• [What you should do]:
Please restate each entry word for word and leave the pictures out.

=== Records for this exercise ===

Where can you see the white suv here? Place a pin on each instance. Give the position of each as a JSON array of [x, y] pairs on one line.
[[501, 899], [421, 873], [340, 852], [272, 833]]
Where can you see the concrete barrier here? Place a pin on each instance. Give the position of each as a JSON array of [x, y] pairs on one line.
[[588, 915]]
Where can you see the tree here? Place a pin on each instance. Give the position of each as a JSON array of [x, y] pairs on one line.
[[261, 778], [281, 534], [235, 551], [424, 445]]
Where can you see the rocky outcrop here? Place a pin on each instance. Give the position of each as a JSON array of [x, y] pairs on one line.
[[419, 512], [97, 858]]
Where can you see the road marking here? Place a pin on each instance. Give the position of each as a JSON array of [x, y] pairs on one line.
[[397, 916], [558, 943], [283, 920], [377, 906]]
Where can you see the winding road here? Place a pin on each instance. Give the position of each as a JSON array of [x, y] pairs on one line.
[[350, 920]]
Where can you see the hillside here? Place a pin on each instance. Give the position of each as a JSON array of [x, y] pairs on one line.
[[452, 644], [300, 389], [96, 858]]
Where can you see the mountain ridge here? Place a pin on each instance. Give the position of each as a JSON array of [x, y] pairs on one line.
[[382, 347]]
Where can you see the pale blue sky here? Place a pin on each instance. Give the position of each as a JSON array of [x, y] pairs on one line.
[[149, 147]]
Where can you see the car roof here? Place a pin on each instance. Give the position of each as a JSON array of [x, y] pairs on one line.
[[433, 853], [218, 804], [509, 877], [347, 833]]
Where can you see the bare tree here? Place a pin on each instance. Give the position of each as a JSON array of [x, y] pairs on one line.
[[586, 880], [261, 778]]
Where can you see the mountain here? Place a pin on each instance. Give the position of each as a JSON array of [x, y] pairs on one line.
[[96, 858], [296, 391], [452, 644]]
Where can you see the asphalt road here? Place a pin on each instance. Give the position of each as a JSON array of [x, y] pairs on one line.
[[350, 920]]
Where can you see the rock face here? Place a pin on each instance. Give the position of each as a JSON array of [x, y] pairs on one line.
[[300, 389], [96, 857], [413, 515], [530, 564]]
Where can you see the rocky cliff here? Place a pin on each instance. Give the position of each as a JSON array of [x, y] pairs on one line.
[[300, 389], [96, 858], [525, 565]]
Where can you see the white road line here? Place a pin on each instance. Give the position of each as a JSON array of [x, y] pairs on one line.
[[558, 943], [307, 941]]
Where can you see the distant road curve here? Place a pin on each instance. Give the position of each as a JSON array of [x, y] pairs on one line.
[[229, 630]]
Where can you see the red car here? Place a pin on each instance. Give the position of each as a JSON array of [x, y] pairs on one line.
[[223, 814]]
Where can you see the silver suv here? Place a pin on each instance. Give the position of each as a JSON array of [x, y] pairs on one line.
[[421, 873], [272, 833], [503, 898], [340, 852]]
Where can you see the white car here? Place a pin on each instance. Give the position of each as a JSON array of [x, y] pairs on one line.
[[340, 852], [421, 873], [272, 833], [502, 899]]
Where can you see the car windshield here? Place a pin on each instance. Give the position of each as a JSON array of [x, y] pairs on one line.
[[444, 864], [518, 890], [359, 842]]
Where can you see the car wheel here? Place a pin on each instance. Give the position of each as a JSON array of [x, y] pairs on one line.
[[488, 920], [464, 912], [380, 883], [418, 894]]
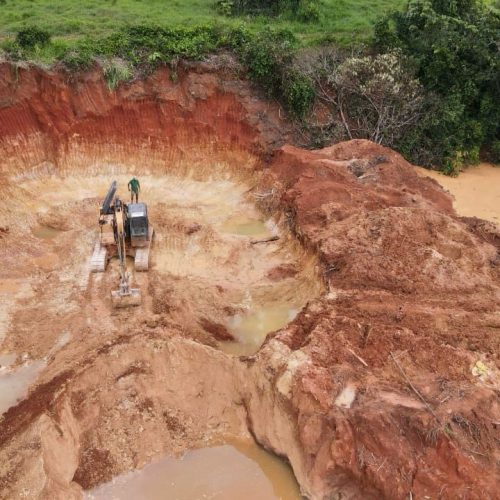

===

• [Your response]:
Where can you see the white suv here? Place a pin on each instance. Give the position of each as a JSON array of [x, y] pairs on one line.
[[501, 899], [421, 873], [340, 852], [272, 833]]
Where can you see the concrete barrier here? Place a pin on each instance. Give the position of each as a JSON array of [x, y] pairs on one line.
[[588, 915]]
Where can you see the tree here? Place a pin on each instance. Give the position of each as a JSON array of [x, y] pairs on one line.
[[261, 778], [281, 534], [235, 551], [424, 445]]
Where can you see the rocky outcrop here? Place a pin on each instance. Give the position of each as a JSON array of [x, y] pairs on one line.
[[419, 512], [97, 858]]
Where can you see the road marking here? Place a pin on each instance. Give the position of each as a JSON array of [x, y] pairs on one line.
[[397, 916], [558, 943], [283, 920], [377, 906]]
Where can you see the winding road here? Place a pin on each instance. Give the position of each as a JSON array of [x, y] pairs on one line.
[[350, 920]]
Where can you see the hillside here? Place a pin on each instance. Give the position of each as a JSON array of [x, y] pairs on one line.
[[452, 644], [300, 389], [96, 858]]
Where can you see the mountain ridge here? Place a pin on each instance. Give the position of each as a JSON array of [x, y] pairs on one line.
[[382, 347]]
Where can you see the pale blue sky here? Place a pin on each instance. Give the position of each as a JSON array of [x, y] pairs on one line.
[[149, 147]]
Where can you see the car roof here? Place a pin on each instance. Give the position of each as a JSON array of [x, y] pairs on one line.
[[433, 853], [218, 804], [509, 877], [347, 833]]
Where can you see the bare tree here? Place a pin on each instance. Give the position of each as a JSON array of [x, y] pairs on one line.
[[586, 880], [261, 778]]
Where can you see the mountain here? Place a pin on each instance. Give the position of each as a JSON array of [x, y] pairs on one line.
[[96, 858], [296, 391], [452, 644]]
Where can you see the asphalt road here? Place a pin on each instance. Give the position of each as a JSON array of [x, y] pairs on one line.
[[350, 920]]
Where can you see the rock face here? Place a pin on each instance. Give the position of each as a JSON array of [x, y] pairs on one line.
[[300, 389], [96, 857], [413, 515], [530, 564]]
Where can you see the rocky cliff here? Place a pin on each instance. Give the position of each as a JSON array of [x, y] pairs on one line.
[[300, 389], [96, 858], [525, 565]]
Where can you see the white road line here? Place a pin on each instance. Give the position of each as a JSON array of [x, y] pairs on one line.
[[558, 943], [307, 941]]
Where can you see the distant road curve here? Place a pin on each instance. Give the position of each as a JSON array of [x, y] pairs on one line.
[[229, 630]]
Where can you see the red car here? Place a pin on each instance. Give the position of each as a JSON array of [x, y] pairs on one line.
[[223, 814]]
Where can you see the silver suv here? Place a pin on each instance. Give the position of each as a JSON array of [x, y] pairs on one line.
[[421, 873], [272, 833], [503, 898], [340, 852]]
Where can you see the white car here? Place a pin on each instance. Give the position of each as a JSON array of [x, y] pairs on one line.
[[340, 852], [421, 873], [272, 833], [502, 899]]
Where can you see the car windshield here? Place a pin on each instance. Give the position of each as a JSON array of [x, y] pairs on one line.
[[444, 864], [518, 890], [359, 842]]
Where can you see the car wheel here? Place a pin on each instance. Give the position of each as a JSON array of [x, y] pairs on one line.
[[488, 920], [464, 912], [380, 883], [418, 894]]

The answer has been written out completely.